>>>
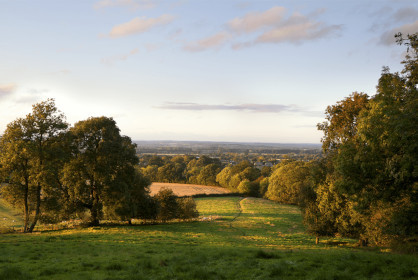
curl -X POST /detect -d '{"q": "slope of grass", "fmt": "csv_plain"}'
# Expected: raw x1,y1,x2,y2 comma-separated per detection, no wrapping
0,197,418,279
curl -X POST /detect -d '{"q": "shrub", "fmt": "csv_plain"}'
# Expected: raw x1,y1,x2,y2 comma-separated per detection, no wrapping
155,188,179,222
177,197,199,220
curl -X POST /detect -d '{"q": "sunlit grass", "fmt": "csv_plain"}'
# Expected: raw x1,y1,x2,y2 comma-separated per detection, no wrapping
0,197,418,279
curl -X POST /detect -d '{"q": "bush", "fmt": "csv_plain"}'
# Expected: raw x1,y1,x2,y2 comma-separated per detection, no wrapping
154,188,179,222
177,197,199,220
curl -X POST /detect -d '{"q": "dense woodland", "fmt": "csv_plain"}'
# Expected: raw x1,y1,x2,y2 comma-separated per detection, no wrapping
0,34,418,250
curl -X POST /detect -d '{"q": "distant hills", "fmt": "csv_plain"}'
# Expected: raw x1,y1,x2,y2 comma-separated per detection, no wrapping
133,140,321,154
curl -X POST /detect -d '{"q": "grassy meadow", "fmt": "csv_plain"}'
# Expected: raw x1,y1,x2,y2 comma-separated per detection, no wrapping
0,197,418,280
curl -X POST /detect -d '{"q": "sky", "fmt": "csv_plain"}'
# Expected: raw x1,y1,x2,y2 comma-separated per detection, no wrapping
0,0,418,143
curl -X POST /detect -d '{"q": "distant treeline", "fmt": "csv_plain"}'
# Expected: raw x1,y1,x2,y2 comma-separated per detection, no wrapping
135,141,321,156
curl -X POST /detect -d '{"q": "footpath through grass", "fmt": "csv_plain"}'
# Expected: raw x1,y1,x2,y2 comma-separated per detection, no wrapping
0,197,418,280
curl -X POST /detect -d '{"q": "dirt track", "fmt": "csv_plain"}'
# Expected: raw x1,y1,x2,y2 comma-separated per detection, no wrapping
150,183,230,196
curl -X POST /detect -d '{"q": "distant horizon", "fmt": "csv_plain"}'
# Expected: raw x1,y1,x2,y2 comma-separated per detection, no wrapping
133,139,322,145
0,0,418,143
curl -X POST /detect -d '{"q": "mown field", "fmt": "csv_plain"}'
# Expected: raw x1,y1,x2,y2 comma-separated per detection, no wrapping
150,182,231,196
0,197,418,280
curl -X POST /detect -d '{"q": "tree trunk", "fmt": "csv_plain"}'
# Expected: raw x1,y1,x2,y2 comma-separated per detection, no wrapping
23,178,29,232
358,239,369,247
90,191,100,226
28,183,42,232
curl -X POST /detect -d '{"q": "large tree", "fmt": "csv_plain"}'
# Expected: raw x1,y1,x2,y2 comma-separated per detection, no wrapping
306,34,418,244
0,99,68,232
63,117,144,225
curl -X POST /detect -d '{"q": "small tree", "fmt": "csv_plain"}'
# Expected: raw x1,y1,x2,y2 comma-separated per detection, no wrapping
177,197,199,220
154,188,179,222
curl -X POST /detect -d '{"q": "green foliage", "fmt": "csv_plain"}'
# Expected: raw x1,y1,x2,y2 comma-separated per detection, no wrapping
0,99,68,232
265,161,311,205
154,188,199,222
304,34,418,247
154,188,179,222
177,197,199,220
63,117,142,225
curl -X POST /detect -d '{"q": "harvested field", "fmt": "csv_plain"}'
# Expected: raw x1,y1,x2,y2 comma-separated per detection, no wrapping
150,183,230,196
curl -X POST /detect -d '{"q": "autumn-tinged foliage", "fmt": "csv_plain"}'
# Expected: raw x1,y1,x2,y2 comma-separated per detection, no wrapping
304,33,418,250
0,99,198,229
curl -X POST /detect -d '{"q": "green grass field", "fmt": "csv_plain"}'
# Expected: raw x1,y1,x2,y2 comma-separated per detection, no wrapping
0,197,418,280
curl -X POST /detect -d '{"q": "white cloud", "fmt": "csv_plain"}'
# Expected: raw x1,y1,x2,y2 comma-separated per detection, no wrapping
256,14,341,43
227,7,286,33
0,84,17,98
393,7,418,21
183,6,342,51
156,102,322,116
380,20,418,45
94,0,155,10
184,31,231,52
109,14,174,38
102,48,139,65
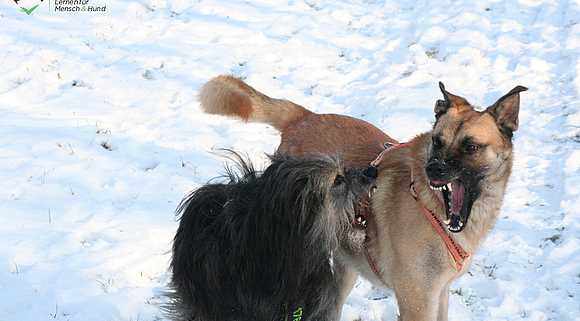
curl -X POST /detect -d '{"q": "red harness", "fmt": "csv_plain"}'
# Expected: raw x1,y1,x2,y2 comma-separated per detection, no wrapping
365,143,469,285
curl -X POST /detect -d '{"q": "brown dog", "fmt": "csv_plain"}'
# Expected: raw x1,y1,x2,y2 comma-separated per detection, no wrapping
200,76,527,321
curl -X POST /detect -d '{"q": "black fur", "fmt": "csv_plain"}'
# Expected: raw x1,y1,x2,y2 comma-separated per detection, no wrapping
168,154,373,321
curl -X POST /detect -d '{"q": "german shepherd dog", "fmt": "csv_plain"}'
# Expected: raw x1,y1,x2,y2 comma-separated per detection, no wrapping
200,76,527,321
166,153,375,321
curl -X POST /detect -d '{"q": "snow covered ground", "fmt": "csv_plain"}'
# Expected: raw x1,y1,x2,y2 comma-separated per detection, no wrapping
0,0,580,321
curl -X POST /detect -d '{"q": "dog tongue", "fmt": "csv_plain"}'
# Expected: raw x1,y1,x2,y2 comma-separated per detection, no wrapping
451,181,465,215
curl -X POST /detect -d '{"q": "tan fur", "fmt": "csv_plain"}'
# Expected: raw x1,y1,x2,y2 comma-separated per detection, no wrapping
202,77,523,321
199,76,312,131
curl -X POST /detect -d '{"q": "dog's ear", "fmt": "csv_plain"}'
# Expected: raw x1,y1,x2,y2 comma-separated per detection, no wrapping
485,86,528,136
435,82,470,118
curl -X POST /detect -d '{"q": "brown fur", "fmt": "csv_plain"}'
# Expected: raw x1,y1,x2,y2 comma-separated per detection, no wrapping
201,76,525,321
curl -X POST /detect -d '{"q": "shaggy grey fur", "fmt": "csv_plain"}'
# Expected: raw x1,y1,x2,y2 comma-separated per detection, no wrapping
167,153,374,321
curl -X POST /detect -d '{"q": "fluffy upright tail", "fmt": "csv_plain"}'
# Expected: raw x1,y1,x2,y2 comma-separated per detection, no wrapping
199,76,312,131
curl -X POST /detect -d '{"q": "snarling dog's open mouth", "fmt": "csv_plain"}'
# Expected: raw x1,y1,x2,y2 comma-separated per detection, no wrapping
429,179,478,233
353,186,377,229
352,167,378,229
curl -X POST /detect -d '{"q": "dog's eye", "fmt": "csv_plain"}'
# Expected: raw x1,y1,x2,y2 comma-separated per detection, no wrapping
333,174,345,186
465,144,481,154
432,136,443,149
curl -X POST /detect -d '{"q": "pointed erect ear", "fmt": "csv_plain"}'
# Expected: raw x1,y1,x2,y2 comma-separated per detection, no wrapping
435,82,470,118
485,86,528,136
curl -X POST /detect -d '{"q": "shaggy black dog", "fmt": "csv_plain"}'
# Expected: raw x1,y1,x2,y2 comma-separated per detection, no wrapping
168,154,374,321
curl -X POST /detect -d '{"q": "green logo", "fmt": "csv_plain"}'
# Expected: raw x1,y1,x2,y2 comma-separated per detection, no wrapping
13,0,44,16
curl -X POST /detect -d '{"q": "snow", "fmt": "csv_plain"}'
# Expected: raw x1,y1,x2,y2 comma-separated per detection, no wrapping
0,0,580,321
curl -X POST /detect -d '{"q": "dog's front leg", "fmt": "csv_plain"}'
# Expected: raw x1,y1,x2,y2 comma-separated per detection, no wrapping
394,280,441,321
334,260,358,320
437,286,449,321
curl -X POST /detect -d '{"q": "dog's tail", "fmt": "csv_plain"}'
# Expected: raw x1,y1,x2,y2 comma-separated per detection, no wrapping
199,75,312,131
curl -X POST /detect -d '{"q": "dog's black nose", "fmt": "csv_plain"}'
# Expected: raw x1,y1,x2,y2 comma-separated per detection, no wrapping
425,159,447,179
363,166,379,179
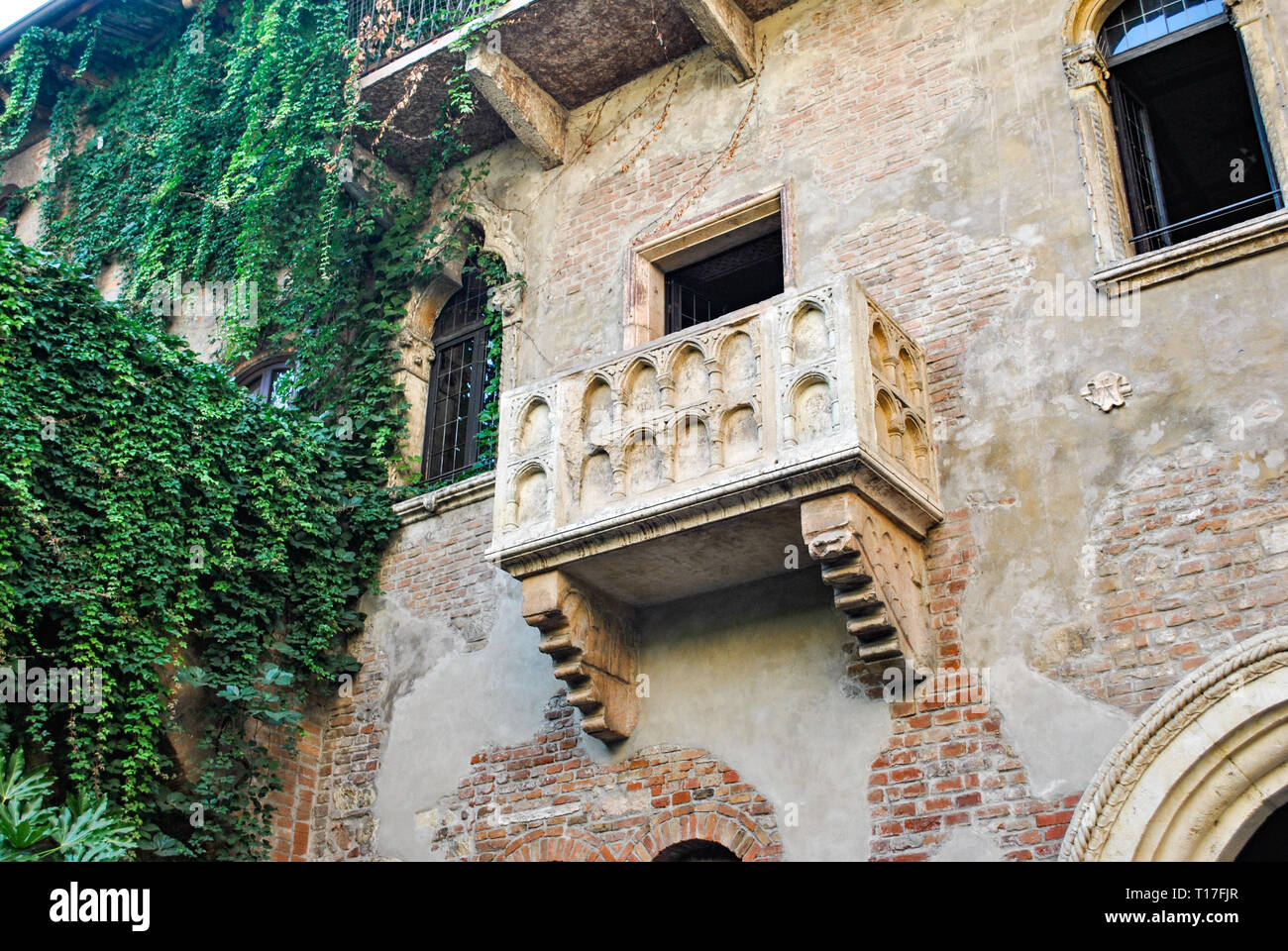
<<<
Locate every line in the entries above that contains the word "distant", and copy each such line.

curl -X POST /detect -d '{"q": "distant hills", "fmt": "csv_plain"}'
curl -X POST /detect -d '{"q": "distant treeline", "fmt": "csv_plain"}'
curl -X POST /detect -d '{"q": "distant horizon", "fmt": "csv_plain"}'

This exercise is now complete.